### TEXT PASSAGE
━━━━━━━━━━━━━━━━━━━━━━━━━━━━━━

Blatant racism and anti-Semitism is on display as the election approaches with Donald Trump hyperventilating about the prospect that a few thousand people from Central America may seek asylum in the United States. But there is a long list of actions and words that tie Donald Trump and the Republican Party to racists and anti-Semites.
The list begins with Trump's efforts to ban Muslim immigrants in the first days of his administration. It includes failing to mention Jews as victims of the Holocaust. Trump also couldn't bring himself to condemn the Nazis who marched in Charlottesville, chanting "Jews will not replace us."
Trump openly encourages his audience with chants of "lock him up" in reference to George Soros, whose major "crime" is being a progressive Jew. In the last weeks the president has made up ever more absurd claims about the risks posed by a group of people (the so-called "caravan") that is coming up from Central America through Mexico and intends to seek asylum at the border.
I realize from my Twitter feed that alarmism is spreading about what it would mean for the US to absorb the asylum seekers from the caravan. A few numbers may help counter that alarmism.
I have seen all sorts of estimates of the size of this group, but let's say it is 5,000 people. That's more than any estimate I have seen. Based on past precedent, the vast majority of these people will be denied asylum, but let's say that the impossible happens and all 5,000 get asylum.
We are a country of 330 million people. Five thousand people getting asylum amounts to less than 0.002 percent of the US population. To put that in a slightly different perspective, if you had $10,000 in the bank, the asylum seekers, relative to the US population, it would be less than 16 cents out of your bank account. And, these people are excluded from most government benefits, so there is no credible story about taxes being changed in any noticeable way.
In short, the only issue here is racism. Trump and the Republicans are saying, "Don't worry about your wages, your family's access to health care, your kids' ability to go to college, we are going to keep white people safe from people emigrating from Central America."
And it's not just that Trump and the Republicans are not offering help to working people, they have made it very clear they want to make things worse. Their health care plan is all about removing the Affordable Care Act's protections for people with health issues like cancer or heart disease.

━━━━━━━━━━━━━━━━━━━━━━━━━━━━━━

### WHAT TO WORK ON
(A) According to the commentary on the asylum caravan, why is there no credible story that taxes would change noticeably if the asylum seekers were admitted? Answer in one to three sentences.
(B) Transcribe from the commentary on the asylum caravan the passage that begins at the words "Blatant racism and" and stops after "racists and anti-Semites.".
(C) Pick up the commentary on the asylum caravan after its last sentence and carry it forward.
The listing that comes next is separate material, unrelated to the commentary on the asylum caravan.

### DATASET RECORDS
━━━━━━━━━━━━━━━━━━━━━━━━━━━━━━

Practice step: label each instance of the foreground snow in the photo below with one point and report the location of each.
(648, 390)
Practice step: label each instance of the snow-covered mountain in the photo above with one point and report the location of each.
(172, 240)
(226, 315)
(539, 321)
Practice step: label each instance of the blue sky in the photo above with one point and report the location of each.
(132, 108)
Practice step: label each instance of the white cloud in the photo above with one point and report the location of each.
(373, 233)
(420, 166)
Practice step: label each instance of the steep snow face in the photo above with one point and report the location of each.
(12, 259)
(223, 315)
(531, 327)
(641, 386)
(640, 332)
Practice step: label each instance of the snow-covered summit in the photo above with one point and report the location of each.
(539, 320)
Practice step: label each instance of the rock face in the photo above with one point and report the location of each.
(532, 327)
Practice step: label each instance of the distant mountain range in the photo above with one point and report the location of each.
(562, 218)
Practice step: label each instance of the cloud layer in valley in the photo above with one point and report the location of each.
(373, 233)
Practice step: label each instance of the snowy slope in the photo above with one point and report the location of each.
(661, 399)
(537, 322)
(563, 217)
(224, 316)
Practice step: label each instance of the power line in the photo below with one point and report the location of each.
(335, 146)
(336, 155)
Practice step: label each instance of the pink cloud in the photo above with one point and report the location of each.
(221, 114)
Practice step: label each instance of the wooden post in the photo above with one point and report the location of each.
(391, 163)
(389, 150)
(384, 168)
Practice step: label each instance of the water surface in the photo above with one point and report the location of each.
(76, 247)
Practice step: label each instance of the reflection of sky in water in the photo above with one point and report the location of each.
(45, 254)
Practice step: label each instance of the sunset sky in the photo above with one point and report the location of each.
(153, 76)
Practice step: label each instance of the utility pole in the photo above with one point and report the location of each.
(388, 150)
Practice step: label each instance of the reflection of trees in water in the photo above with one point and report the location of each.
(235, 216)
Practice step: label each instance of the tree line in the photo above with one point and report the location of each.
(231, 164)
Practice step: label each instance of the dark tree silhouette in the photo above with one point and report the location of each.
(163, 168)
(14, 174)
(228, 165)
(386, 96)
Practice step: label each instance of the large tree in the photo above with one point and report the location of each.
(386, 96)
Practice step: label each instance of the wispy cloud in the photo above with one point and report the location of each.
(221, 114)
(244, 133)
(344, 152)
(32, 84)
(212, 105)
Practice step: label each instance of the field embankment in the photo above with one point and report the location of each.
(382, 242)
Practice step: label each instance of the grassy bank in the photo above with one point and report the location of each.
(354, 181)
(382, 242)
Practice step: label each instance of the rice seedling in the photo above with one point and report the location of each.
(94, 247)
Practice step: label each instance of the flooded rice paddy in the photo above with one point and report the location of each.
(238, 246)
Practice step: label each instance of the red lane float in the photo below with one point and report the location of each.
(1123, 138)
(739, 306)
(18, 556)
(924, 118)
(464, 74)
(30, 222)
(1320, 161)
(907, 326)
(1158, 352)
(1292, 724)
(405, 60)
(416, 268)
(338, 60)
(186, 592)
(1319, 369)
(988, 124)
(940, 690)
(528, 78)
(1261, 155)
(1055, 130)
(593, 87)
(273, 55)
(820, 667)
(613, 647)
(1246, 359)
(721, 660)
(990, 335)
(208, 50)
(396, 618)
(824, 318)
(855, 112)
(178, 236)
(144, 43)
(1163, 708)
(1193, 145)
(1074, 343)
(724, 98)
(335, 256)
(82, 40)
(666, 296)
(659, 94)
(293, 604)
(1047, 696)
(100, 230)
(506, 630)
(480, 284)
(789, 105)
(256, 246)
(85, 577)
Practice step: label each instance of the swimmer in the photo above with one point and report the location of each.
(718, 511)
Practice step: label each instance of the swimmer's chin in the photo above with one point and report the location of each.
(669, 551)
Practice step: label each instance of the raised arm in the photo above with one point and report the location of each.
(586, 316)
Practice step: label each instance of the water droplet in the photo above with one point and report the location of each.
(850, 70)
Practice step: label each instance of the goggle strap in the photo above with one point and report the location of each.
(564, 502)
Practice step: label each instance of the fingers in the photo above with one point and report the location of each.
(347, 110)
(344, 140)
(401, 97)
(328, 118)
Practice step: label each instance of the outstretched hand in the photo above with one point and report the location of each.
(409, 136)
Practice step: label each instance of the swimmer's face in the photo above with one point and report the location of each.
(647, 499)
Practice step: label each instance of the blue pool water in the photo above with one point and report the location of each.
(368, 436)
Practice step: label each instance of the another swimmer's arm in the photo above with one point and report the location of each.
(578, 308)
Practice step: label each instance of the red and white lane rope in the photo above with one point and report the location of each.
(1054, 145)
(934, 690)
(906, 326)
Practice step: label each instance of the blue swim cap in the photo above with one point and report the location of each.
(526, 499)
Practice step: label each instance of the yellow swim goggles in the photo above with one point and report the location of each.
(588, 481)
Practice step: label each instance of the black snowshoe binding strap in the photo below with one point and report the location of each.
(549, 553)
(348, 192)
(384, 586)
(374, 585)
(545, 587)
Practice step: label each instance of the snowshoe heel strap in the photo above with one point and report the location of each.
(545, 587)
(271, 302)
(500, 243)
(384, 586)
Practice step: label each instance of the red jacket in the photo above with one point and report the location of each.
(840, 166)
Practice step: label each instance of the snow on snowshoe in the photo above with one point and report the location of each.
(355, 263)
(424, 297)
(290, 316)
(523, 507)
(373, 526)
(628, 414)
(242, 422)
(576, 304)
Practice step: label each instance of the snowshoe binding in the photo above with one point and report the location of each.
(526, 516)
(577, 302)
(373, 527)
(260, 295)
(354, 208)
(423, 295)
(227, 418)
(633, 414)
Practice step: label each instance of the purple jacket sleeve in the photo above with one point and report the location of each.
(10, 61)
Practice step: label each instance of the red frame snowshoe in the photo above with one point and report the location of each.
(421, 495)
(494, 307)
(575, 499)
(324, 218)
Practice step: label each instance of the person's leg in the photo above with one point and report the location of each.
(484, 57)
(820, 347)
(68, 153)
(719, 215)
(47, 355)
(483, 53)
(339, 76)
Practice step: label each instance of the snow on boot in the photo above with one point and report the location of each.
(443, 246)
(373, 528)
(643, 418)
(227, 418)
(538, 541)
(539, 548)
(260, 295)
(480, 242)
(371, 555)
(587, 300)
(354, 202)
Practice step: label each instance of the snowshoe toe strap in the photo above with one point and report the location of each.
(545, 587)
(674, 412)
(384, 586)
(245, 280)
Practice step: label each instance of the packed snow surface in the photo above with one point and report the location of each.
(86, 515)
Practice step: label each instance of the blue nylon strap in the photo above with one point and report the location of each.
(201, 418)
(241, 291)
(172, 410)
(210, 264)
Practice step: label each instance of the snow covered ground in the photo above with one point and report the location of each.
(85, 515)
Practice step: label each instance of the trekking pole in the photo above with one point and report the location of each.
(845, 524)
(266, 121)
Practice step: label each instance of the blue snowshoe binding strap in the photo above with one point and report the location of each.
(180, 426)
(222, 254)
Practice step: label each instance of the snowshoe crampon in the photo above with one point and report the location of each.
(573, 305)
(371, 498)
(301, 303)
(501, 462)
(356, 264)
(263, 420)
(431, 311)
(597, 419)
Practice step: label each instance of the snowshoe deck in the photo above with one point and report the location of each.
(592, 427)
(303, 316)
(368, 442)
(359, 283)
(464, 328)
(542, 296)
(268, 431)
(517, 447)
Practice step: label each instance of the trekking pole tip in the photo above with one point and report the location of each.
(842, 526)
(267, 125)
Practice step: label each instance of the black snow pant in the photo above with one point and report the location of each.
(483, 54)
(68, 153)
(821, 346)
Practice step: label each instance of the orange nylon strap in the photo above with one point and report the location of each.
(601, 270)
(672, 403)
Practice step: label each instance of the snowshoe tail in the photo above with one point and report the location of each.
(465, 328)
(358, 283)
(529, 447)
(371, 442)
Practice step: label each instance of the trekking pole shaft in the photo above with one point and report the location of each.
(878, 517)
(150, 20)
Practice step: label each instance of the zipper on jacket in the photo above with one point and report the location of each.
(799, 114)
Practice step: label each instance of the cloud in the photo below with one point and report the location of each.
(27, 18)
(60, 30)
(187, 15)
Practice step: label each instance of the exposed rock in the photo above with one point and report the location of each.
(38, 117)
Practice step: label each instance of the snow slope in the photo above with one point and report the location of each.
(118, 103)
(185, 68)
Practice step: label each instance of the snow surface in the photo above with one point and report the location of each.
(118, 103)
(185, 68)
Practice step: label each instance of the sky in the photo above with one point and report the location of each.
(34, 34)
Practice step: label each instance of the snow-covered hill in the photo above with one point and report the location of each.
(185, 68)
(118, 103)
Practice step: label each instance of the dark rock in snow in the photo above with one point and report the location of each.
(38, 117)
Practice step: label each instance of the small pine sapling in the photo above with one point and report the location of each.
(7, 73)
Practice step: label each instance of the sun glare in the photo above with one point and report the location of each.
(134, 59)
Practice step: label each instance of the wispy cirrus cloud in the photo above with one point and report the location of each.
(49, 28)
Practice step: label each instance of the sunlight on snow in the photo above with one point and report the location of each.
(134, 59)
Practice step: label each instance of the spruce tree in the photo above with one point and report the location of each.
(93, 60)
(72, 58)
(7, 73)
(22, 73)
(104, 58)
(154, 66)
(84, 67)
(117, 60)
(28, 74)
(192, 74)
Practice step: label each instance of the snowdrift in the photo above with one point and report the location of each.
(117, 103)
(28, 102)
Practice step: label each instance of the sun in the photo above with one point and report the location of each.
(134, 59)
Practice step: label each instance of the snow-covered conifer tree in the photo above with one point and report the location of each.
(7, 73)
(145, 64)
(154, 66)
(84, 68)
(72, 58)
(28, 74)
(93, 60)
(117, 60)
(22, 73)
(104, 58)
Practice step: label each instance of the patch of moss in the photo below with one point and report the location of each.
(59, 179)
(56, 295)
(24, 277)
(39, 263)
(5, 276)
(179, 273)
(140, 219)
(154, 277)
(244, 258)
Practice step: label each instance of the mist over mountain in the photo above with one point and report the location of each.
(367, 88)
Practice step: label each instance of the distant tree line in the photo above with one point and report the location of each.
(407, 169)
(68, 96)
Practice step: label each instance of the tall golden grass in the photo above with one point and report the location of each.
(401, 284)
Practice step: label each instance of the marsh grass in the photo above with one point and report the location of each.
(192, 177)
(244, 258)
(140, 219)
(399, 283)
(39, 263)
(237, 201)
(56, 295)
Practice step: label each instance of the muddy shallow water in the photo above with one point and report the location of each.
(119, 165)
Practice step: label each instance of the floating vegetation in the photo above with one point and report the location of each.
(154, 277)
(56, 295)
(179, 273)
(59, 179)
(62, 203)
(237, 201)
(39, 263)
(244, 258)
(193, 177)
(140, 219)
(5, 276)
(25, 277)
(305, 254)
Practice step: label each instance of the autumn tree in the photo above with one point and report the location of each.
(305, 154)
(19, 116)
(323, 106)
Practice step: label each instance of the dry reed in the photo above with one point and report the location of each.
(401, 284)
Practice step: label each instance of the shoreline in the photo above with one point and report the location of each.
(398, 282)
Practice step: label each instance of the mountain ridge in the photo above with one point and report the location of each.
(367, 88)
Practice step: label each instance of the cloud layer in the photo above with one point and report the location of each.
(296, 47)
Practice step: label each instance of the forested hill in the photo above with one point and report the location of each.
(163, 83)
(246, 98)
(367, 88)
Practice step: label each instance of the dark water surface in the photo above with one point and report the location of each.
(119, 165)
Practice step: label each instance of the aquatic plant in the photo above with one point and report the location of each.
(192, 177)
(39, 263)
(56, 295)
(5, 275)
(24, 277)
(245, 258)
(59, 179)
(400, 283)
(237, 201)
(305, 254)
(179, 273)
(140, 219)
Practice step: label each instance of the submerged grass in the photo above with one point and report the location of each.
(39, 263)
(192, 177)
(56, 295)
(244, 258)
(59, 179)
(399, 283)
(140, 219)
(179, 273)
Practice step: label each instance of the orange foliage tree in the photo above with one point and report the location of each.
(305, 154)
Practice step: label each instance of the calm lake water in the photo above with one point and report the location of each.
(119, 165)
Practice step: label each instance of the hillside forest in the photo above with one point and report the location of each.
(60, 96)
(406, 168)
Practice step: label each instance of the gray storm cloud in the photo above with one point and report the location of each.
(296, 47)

━━━━━━━━━━━━━━━━━━━━━━━━━━━━━━

### ANSWERS TO THE EXERCISES
(A) The asylum seekers are excluded from most government benefits, so admitting them would not change taxes in any noticeable way.

(B)
Blatant racism and anti-Semitism is on display as the election approaches with Donald Trump hyperventilating about the prospect that a few thousand people from Central America may seek asylum in the United States. But there is a long list of actions and words that tie Donald Trump and the Republican Party to racists and anti-Semites.

(C)
They also have made it very clear that they want to cut Social Security and Medicare. Senate Majority Leader Mitch McConnell said this explicitly last month when he argued that the large budget deficits caused by the GOP tax cut will make it necessary to cut Social Security and Medicare.
Of course, the vast majority of the benefits from the tax cut went to the rich. So, this is yet another part of the upward redistribution story we have been seeing for the last four decades.
Trump and the Republicans are trying to present themselves as a populist party, but they offer nothing but racism and bigotry to ordinary workers. This is a sharp contrast with right-wing populists in other countries whose parties combine xenophobic and racist appeals with platforms supporting public benefits like Social Security and Medicare.
In countries where right-wing populists have come to power, like Hungary, they have pursued policies that led to large gains in living standards for white workers at the middle and bottom of the income distribution, even while stoking sentiments that have increased discrimination and violence toward workers of color.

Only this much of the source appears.